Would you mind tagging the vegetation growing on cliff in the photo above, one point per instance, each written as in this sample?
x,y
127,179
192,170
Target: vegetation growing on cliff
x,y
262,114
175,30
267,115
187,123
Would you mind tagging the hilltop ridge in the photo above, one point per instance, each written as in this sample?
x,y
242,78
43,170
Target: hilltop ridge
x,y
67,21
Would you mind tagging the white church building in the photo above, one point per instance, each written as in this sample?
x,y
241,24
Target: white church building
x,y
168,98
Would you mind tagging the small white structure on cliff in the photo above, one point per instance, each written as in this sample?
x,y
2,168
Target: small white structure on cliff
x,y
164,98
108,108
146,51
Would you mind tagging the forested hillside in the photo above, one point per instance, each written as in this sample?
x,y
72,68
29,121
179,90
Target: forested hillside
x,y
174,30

__TO DO__
Give all of the lines above again, exactly as they are.

__EXPECTED ANSWER__
Would you mind tagging the vegetation growing on cliff in the photo above, one point per instance, each written as in this sample?
x,y
127,179
192,170
Target: vegetation growing on cliff
x,y
262,114
175,30
267,115
187,123
Would you mind tagging the hilltop ridge in the photo above, one point per instance, each written as in this sample?
x,y
242,78
43,170
Target: hilltop ridge
x,y
67,21
Would you mind tagging the white church building in the photo above, one point per instance, each written as in this sample?
x,y
241,24
Target: white church building
x,y
168,98
Would you mind tagging the small white structure on cliff in the photo above, one point per instance, each written as in this sample?
x,y
2,168
Target: small white structure on cliff
x,y
164,98
108,108
146,51
Would you mind tagging the forested hillside in the photo above, one point per instance, each written as in this sample?
x,y
72,68
29,121
179,90
Target: forested hillside
x,y
174,30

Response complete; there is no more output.